Objective: Print every line of the data below, keeping each one identical to the original.

Dataset items:
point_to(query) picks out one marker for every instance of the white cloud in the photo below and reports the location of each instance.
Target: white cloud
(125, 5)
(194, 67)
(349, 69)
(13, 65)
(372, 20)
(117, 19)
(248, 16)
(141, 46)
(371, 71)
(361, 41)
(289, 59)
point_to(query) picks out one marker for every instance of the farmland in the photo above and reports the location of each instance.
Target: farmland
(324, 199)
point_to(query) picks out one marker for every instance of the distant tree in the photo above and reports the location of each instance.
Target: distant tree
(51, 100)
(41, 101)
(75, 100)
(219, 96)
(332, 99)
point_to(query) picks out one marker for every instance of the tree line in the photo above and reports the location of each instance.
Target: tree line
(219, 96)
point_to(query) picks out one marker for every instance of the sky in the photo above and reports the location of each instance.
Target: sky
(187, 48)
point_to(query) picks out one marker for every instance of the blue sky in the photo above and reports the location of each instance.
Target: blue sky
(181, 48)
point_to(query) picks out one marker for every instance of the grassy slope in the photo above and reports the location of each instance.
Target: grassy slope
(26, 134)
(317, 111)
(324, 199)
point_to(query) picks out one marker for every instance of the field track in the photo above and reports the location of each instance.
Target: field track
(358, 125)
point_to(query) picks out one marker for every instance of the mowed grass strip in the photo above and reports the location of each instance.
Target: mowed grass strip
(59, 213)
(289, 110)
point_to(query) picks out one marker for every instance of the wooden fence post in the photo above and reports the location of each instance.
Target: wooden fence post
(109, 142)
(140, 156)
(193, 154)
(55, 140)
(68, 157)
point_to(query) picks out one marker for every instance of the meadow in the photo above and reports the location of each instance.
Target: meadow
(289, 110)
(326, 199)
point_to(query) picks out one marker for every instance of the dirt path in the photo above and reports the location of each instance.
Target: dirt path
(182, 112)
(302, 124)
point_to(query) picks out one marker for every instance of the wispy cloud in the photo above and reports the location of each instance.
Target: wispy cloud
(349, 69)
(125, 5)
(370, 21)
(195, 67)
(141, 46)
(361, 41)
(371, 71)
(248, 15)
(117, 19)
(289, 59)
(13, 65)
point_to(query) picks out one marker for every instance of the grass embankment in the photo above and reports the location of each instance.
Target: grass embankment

Task result:
point_to(query) picks out one marker for every instance of the white cloud in the photo below and reports the location of each instance.
Target: white cloud
(125, 5)
(194, 67)
(349, 69)
(13, 65)
(372, 20)
(117, 19)
(248, 16)
(141, 46)
(371, 71)
(361, 41)
(289, 59)
point_to(query) picks out one marker for every instance of the farmland in the photo above and reports the location of each instance.
Target: farmland
(324, 199)
point_to(query) picks out one marker for every instance of the distant tree in the photo above and reports the location of each instance.
Target: distant tree
(51, 100)
(41, 101)
(75, 100)
(219, 96)
(332, 99)
point_to(query) picks out one marker for every instance of the tree line in the photo above and reports the location of each instance.
Target: tree line
(219, 96)
point_to(query) picks out one marker for every instance of the sky in the photo above and reports the location of each instance.
Target: sky
(187, 48)
point_to(query) picks out one marker for every instance of the blue sky in the photo above and reports the location of each instance.
Target: blue sky
(181, 48)
point_to(query) picks out one marker for every instance of the grassy slope in the photo above and reports the location of each instance.
Target: grassy slope
(26, 134)
(317, 111)
(324, 199)
point_to(query) picks out one marker for every instance of the field track in the photo above and reports the location of each instance.
Target: field track
(358, 125)
point_to(query) picks out one marker for every instance of the mowed grass strip in the photo above and reports the location of each instance.
Target: mowed grass strip
(59, 213)
(289, 110)
point_to(query) picks out one marker for every instance of the wooden fence post in the photo above and reports the location of each instance.
Target: wooden fence post
(109, 142)
(140, 156)
(193, 154)
(55, 140)
(68, 157)
point_to(query) picks out one marker for every instance of the meadow in the photo above and reports the location of each instance.
Target: meadow
(289, 110)
(326, 199)
point_to(query) picks out one marker for every instance of the dirt path in the photo above and reports the location of each instance.
Target: dirt path
(182, 112)
(302, 124)
point_to(query) picks out one marker for every instance of the wispy cloud in the photo above and reports the location of each instance.
Target: wispy cloud
(349, 69)
(125, 5)
(370, 21)
(195, 67)
(141, 46)
(361, 41)
(371, 71)
(248, 15)
(117, 19)
(289, 59)
(13, 65)
point_to(query) picks out one marker for every instance of the grass embankment in the photo above and reports the location of each instance.
Target: grass embankment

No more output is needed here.